-------- Data provided
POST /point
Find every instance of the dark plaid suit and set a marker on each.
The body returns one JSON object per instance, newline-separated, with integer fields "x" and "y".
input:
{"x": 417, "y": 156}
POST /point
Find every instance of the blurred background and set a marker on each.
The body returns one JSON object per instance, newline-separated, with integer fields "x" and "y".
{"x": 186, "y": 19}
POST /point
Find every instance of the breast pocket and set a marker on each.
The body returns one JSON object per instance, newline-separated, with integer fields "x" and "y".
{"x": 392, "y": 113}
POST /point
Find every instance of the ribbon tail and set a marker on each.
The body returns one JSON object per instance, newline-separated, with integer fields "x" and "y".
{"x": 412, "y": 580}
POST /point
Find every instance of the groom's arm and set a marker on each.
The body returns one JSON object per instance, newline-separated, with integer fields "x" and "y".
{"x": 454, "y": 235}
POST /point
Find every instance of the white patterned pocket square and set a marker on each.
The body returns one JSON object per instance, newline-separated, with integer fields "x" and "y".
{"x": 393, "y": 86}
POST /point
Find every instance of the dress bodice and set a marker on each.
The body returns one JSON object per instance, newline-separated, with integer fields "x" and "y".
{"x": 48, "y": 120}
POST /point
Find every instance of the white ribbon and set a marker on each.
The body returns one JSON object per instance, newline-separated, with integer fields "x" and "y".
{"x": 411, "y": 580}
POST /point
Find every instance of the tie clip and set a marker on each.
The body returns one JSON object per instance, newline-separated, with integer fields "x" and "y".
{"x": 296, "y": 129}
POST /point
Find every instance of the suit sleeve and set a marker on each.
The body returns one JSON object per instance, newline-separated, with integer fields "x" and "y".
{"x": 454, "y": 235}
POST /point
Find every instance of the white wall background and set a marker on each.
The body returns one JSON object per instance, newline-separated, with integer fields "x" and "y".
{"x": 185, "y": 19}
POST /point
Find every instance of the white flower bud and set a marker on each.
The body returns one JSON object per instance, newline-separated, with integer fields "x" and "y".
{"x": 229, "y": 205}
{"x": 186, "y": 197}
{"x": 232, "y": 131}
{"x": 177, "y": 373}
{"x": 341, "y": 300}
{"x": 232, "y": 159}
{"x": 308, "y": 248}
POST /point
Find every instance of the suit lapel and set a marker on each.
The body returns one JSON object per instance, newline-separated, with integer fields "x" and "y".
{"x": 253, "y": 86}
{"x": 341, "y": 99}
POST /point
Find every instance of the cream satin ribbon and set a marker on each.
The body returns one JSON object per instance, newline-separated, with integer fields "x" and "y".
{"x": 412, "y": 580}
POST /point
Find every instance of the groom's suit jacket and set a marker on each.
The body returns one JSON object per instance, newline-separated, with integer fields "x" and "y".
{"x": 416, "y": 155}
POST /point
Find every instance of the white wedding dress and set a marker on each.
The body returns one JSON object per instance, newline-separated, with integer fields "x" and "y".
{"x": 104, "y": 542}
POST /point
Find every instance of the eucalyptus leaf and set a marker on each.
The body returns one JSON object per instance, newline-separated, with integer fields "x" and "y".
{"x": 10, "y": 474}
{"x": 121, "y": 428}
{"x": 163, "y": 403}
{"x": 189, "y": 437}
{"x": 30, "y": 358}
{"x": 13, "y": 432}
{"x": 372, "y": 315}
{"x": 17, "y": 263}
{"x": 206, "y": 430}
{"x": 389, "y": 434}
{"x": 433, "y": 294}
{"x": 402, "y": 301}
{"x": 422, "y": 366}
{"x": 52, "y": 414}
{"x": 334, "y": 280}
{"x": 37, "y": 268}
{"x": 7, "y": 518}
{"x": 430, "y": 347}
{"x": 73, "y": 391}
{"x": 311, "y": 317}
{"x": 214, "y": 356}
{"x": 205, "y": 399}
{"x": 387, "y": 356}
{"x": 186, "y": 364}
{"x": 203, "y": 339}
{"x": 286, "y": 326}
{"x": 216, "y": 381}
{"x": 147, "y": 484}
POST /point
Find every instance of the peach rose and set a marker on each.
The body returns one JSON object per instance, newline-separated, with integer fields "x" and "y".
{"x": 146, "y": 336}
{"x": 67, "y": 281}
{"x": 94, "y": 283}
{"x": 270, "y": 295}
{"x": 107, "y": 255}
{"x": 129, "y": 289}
----------------
— Goal —
Output all of the data again. Match it exactly.

— Output of the task —
POST /point
Find every instance of the dark plaid suit and set a marker on each.
The body returns one JSON object per instance, newline-separated, with integer fields "x" and "y".
input:
{"x": 417, "y": 156}
POST /point
Find every instance of the blurred background and set a marker on each.
The body returns one JSON object per instance, newline-separated, with integer fields "x" and "y".
{"x": 186, "y": 19}
POST /point
Find every instance of the breast pocket and set a marker on each.
The body returns one JSON object per instance, newline-separated, with integer fields "x" and "y".
{"x": 392, "y": 113}
POST /point
Find every instance of the ribbon tail and set a marker on each.
The body returns one JSON object per instance, newline-separated, with integer fields "x" and "y".
{"x": 412, "y": 580}
POST /point
Find every instance of the groom's arm and set a marker on each.
The body returns one JSON object per instance, newline-separated, with integer fields "x" and "y".
{"x": 454, "y": 235}
POST /point
Find every instance of the white patterned pocket square and set a marker on each.
The body returns one JSON object per instance, newline-separated, with integer fields "x" and "y".
{"x": 393, "y": 86}
POST /point
Find every instance of the dress bodice and set a marker on each.
The body returns one JSON object per instance, newline-separated, with integer fields "x" and "y".
{"x": 48, "y": 120}
POST /point
Find every instance of the white ribbon and set a marker on each.
The body returns one JSON object per instance, newline-separated, with integer fields "x" and "y".
{"x": 411, "y": 580}
POST /point
Find every instance of the tie clip and set a marker on each.
The body returns one JSON object per instance, newline-separated, with integer fields "x" and "y".
{"x": 296, "y": 129}
POST /point
Find every instance of the suit sleeve and set a marker on each.
The body returns one JSON object per instance, newline-separated, with integer fields "x" and "y".
{"x": 454, "y": 235}
POST /point
Find every instance of the white wall background and set a marker on each.
The body returns one JSON object per instance, newline-separated, with integer fields "x" and "y".
{"x": 185, "y": 19}
POST /point
Find every instance of the white flower bud and set a marker on each.
The body returns one JSON object per instance, newline-separated, with integer fields "x" and "y".
{"x": 229, "y": 205}
{"x": 186, "y": 197}
{"x": 232, "y": 131}
{"x": 177, "y": 373}
{"x": 341, "y": 300}
{"x": 232, "y": 159}
{"x": 308, "y": 248}
POST /point
Find every instance of the suit lapel and set a marker on each.
The body returns one JSON object per instance, newline-separated, with integer fields "x" and "y".
{"x": 253, "y": 86}
{"x": 341, "y": 99}
POST /point
Find every instance of the cream satin ribbon and set a marker on each.
The body returns one JSON object per instance, newline-separated, with integer fields "x" and "y".
{"x": 412, "y": 580}
POST /point
Find every instance of the groom's suit jacket and set a marker on each.
The body returns one JSON object per instance, newline-separated, with integer fields "x" and "y".
{"x": 416, "y": 155}
POST /point
Find every instance of the white wedding dress and set a marker on each.
The body returns one JSON object per instance, newline-separated, with integer fields "x" and "y".
{"x": 104, "y": 542}
POST /point
Find every instance of the eucalyptus leaf and set a marker on each.
The body returns one JSON object per instance, newline-separated, with integer fields "x" and "y".
{"x": 10, "y": 474}
{"x": 121, "y": 428}
{"x": 163, "y": 403}
{"x": 189, "y": 437}
{"x": 30, "y": 358}
{"x": 13, "y": 432}
{"x": 372, "y": 315}
{"x": 17, "y": 263}
{"x": 206, "y": 430}
{"x": 389, "y": 434}
{"x": 433, "y": 294}
{"x": 402, "y": 301}
{"x": 422, "y": 366}
{"x": 52, "y": 414}
{"x": 334, "y": 280}
{"x": 37, "y": 268}
{"x": 7, "y": 518}
{"x": 430, "y": 347}
{"x": 73, "y": 391}
{"x": 311, "y": 317}
{"x": 214, "y": 356}
{"x": 205, "y": 399}
{"x": 387, "y": 356}
{"x": 186, "y": 364}
{"x": 203, "y": 339}
{"x": 286, "y": 326}
{"x": 216, "y": 381}
{"x": 147, "y": 484}
POST /point
Find every instance of the peach rose and set a marker on each.
The body returns one JSON object per instance, newline-separated, with integer fields "x" and "y".
{"x": 146, "y": 336}
{"x": 67, "y": 281}
{"x": 94, "y": 283}
{"x": 270, "y": 295}
{"x": 107, "y": 255}
{"x": 129, "y": 289}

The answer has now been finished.